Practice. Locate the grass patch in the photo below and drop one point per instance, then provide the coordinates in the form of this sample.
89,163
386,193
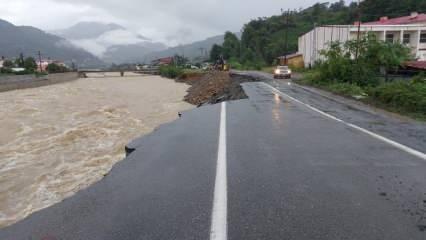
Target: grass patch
406,97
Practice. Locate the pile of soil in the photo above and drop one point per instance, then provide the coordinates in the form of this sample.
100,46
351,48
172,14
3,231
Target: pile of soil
214,87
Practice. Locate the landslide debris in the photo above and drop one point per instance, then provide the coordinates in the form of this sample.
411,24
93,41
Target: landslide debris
214,87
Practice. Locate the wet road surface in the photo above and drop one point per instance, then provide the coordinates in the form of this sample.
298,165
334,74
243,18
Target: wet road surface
292,173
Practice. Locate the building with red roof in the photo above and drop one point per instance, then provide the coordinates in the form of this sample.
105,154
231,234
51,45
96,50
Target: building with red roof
409,30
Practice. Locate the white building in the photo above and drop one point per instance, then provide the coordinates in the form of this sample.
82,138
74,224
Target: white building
410,30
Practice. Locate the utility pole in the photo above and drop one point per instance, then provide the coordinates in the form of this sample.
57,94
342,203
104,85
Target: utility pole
286,36
201,51
39,60
359,30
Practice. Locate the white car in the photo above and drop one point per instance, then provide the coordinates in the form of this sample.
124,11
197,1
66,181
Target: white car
282,72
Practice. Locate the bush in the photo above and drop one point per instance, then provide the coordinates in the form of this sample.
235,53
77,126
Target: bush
171,71
346,89
403,96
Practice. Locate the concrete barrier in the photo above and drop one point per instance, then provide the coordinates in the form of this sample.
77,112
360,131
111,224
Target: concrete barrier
8,83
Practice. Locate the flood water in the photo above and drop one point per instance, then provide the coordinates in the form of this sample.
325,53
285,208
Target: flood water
58,139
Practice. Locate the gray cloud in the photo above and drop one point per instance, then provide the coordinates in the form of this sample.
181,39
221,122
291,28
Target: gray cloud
170,21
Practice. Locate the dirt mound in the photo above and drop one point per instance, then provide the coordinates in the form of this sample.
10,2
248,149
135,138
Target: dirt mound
214,87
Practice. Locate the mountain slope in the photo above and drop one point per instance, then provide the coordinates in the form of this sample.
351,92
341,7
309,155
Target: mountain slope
29,40
194,51
84,30
110,42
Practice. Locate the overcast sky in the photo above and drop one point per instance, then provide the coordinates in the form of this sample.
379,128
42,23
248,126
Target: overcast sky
168,21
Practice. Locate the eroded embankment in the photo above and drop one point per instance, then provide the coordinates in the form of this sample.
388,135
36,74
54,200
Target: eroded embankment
214,87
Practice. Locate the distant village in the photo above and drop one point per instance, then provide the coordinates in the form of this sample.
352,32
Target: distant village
29,65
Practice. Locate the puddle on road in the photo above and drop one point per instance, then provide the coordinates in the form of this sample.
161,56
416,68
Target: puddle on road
58,139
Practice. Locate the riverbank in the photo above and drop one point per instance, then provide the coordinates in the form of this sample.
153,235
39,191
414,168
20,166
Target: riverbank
14,82
58,139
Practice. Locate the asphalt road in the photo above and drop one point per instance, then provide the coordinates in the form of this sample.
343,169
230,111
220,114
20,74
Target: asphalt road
290,172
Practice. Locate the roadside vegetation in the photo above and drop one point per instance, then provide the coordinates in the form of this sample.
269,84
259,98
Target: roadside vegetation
264,39
360,70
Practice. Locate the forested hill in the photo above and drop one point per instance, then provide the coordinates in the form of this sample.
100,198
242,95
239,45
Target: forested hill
263,39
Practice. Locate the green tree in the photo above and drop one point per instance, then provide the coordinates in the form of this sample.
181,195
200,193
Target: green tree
8,64
20,62
231,46
216,52
30,64
180,60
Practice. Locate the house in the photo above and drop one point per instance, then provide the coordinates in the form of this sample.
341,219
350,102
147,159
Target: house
292,60
409,30
45,62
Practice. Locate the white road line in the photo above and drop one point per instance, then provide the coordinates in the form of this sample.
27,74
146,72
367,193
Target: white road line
219,227
381,138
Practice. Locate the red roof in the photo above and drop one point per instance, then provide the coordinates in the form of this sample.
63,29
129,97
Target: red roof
412,19
416,64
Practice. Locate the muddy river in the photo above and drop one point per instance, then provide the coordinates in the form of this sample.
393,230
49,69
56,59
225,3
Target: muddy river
58,139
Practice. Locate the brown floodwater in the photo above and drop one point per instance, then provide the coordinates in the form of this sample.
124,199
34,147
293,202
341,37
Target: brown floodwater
58,139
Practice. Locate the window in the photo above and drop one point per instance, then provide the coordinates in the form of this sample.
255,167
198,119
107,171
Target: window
423,38
406,38
389,37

#### [WHAT THE TASK ASKS]
Return only the lines running from the line with "Practice. Locate the roadside" to the last line of the records, both included, exactly as written.

#### [FULL ANSWER]
Practice. Locate the roadside vegetation in the photo above and drop one point per instance, then provide the coordinates in the form of this sample.
269,84
259,98
Target: roadside vegetation
264,39
360,70
Practice. Locate the forested hill in the photo above and drop one point per instance, then provide the coordinates in the form of this sample.
100,198
242,95
239,45
Target: forested hill
263,39
Practice. Locate the green tree in the photo above and drop one point per instance, then provide the coordinates in the form of this sample.
181,195
200,193
Target: green tree
8,64
20,62
231,46
216,52
30,64
180,60
Practice. Locate the house in the photo above and drop one point per instance, then provide the coordinates in the form of this sample.
341,219
350,102
147,159
Target: house
292,60
409,30
45,62
Practice. Locate the white road line in the photo above and drop one point per instance, then provide the coordinates in the form of this sample.
27,74
146,72
367,193
Target: white road line
219,227
381,138
Practice. Locate the red roof in the photo above and drop one point per instance, then provide the coordinates in the form of this sample.
63,29
129,97
Target: red roof
412,19
416,64
Practice. Locate the muddy river in the photo above and drop one point per instance, then provide the coordinates in the form of this sample.
393,230
49,69
56,59
225,3
Target: muddy river
58,139
Practice. Locate the brown floodwater in the photo above and drop one point per instance, then provide the coordinates in the form of this sample.
124,199
34,147
293,202
341,37
Target: brown floodwater
58,139
Practice. Locate the window in the photo above and drop one point per instance, then provide the coordinates in the form of this sample.
255,167
198,119
107,171
Target: window
423,38
406,38
389,37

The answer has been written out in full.